Supplied data -
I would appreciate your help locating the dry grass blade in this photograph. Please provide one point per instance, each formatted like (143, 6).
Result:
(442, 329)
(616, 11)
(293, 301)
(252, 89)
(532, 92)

---

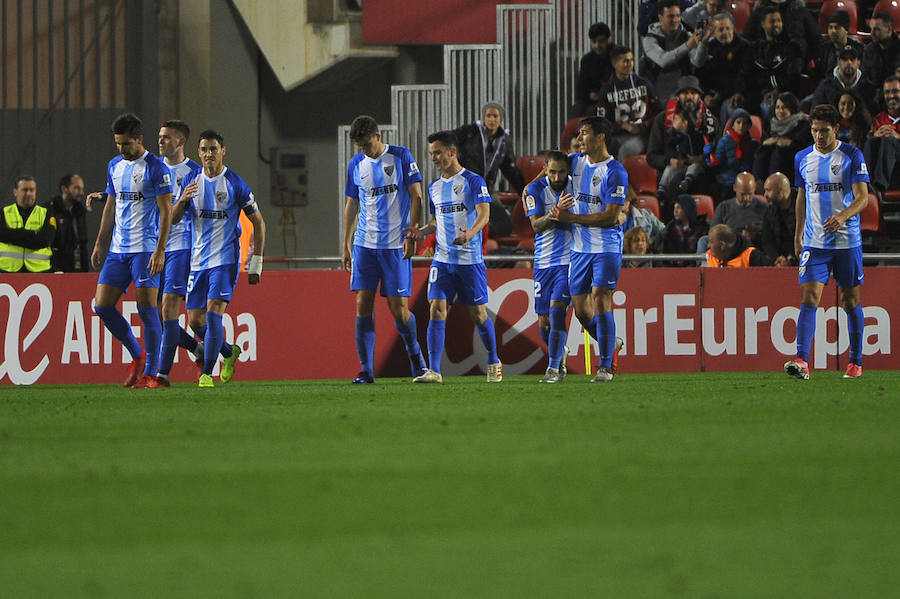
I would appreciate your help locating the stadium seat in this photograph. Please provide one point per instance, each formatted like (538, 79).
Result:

Task instructions -
How many lines in the records above contain the word "would"? Answer with the number alone.

Answer box -
2